• [Records provided]

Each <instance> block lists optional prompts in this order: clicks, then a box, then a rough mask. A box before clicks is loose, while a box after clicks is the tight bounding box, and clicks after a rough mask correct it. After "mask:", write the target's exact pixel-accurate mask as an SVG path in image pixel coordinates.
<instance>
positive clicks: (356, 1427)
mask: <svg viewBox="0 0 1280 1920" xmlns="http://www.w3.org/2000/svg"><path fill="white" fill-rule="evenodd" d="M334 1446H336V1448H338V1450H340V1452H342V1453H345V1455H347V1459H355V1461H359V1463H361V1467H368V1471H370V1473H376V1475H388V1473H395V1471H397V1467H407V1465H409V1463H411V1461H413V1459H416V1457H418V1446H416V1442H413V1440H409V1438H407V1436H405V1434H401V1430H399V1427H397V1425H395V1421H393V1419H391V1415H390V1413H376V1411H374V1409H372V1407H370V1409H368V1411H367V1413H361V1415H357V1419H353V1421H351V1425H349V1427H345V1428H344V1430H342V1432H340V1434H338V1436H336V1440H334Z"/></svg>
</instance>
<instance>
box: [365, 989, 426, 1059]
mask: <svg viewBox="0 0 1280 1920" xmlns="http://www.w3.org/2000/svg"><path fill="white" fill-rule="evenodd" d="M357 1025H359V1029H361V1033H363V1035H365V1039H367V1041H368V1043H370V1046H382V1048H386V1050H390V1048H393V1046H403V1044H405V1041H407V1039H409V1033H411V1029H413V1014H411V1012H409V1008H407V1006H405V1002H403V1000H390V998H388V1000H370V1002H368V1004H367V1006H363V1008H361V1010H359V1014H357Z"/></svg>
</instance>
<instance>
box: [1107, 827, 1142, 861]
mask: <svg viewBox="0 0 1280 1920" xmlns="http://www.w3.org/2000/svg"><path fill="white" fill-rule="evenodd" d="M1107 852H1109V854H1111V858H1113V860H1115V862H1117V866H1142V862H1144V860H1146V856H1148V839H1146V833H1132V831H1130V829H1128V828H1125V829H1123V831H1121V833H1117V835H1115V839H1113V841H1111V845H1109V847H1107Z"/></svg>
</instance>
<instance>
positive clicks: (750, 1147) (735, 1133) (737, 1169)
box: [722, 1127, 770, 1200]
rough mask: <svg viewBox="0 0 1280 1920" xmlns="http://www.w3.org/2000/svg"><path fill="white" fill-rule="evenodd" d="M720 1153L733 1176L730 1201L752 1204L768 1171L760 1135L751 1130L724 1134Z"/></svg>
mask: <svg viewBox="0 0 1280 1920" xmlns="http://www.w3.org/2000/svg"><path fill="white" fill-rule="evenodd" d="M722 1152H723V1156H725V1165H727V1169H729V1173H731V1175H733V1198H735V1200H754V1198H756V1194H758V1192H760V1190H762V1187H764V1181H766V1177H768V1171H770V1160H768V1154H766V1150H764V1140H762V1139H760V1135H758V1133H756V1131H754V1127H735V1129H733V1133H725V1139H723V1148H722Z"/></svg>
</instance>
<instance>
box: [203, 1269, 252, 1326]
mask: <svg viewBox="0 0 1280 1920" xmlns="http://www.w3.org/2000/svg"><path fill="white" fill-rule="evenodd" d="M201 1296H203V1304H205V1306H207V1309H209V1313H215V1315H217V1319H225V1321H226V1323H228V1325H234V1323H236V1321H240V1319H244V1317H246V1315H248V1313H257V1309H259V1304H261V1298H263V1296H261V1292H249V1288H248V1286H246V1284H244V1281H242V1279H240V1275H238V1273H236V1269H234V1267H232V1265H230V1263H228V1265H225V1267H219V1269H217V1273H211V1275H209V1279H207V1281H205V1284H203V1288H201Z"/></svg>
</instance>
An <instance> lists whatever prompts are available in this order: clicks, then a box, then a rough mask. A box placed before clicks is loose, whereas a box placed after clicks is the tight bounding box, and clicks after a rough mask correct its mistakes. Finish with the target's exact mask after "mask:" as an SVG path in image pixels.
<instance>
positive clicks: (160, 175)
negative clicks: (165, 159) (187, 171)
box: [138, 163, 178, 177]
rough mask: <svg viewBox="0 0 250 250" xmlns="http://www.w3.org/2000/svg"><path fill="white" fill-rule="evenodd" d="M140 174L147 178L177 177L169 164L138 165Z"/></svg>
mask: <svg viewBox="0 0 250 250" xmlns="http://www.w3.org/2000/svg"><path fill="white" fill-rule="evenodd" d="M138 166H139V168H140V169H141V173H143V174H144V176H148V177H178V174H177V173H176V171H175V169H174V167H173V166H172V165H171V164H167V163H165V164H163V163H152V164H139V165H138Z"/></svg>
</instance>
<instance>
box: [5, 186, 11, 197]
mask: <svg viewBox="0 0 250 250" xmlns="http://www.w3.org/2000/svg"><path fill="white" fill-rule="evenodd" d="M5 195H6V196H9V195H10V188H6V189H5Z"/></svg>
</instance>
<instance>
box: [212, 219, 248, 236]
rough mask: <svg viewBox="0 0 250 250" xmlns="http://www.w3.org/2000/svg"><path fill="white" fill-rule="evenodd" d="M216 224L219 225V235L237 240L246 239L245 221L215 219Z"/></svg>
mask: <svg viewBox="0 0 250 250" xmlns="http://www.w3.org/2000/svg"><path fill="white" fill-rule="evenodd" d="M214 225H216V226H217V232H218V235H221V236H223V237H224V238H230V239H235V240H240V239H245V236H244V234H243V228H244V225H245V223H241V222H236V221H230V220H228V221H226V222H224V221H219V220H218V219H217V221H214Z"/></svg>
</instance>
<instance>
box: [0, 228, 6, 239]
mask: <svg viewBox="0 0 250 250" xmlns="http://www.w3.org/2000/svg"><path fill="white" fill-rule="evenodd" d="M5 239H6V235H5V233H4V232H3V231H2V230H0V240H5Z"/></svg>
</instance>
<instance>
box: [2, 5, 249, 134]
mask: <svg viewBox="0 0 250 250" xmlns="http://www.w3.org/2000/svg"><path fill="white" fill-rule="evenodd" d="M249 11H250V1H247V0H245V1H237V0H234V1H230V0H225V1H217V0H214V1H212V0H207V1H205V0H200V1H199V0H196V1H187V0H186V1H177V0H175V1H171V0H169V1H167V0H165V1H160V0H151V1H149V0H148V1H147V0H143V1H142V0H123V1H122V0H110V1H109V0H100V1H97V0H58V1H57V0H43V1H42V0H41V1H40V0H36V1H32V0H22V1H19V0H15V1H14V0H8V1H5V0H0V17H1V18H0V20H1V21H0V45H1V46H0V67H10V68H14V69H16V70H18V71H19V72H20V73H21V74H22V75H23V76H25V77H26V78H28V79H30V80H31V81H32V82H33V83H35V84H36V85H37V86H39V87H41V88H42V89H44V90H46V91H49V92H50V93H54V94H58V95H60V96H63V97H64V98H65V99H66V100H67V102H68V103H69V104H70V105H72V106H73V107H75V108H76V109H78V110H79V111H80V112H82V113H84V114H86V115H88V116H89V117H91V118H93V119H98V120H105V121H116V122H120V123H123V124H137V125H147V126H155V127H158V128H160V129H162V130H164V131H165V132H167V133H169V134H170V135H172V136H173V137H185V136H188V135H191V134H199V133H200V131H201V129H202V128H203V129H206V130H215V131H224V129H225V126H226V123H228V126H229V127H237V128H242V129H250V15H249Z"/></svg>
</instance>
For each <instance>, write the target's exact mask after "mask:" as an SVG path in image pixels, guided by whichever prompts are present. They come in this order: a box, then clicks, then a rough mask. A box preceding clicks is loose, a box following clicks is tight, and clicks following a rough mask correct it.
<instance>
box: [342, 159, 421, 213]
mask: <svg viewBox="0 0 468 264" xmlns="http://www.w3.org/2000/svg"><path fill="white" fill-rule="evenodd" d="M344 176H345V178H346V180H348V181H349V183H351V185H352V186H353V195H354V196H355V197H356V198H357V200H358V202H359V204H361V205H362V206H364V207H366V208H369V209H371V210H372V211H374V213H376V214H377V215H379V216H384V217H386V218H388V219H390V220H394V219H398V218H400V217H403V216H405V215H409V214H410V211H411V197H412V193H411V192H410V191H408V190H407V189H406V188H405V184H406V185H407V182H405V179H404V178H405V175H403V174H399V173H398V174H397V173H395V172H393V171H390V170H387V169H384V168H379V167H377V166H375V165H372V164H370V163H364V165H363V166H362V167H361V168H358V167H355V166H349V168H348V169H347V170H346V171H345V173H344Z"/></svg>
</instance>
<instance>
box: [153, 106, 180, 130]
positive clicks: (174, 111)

• [How to complete this task] Go through the listing above and copy each line that contains "lists".

• [Written answer]
Each <instance> block lists optional prompts in this order: clicks, then a box, then a rough mask. A box before clicks is loose, while a box after clicks is the tight bounding box, and clicks after a rough mask correct it. After "mask:", write the target's exact pixel-accurate mask as an SVG path in image pixel coordinates.
An <instance> lists whatever prompts are available in this order: clicks, then a box, then a rough mask. A box placed before clicks is loose, whereas a box placed after clicks is the tight bounding box, and clicks after a rough mask correct its mistakes. Finish with the target's exact mask after "mask:" as an SVG path in image pixels.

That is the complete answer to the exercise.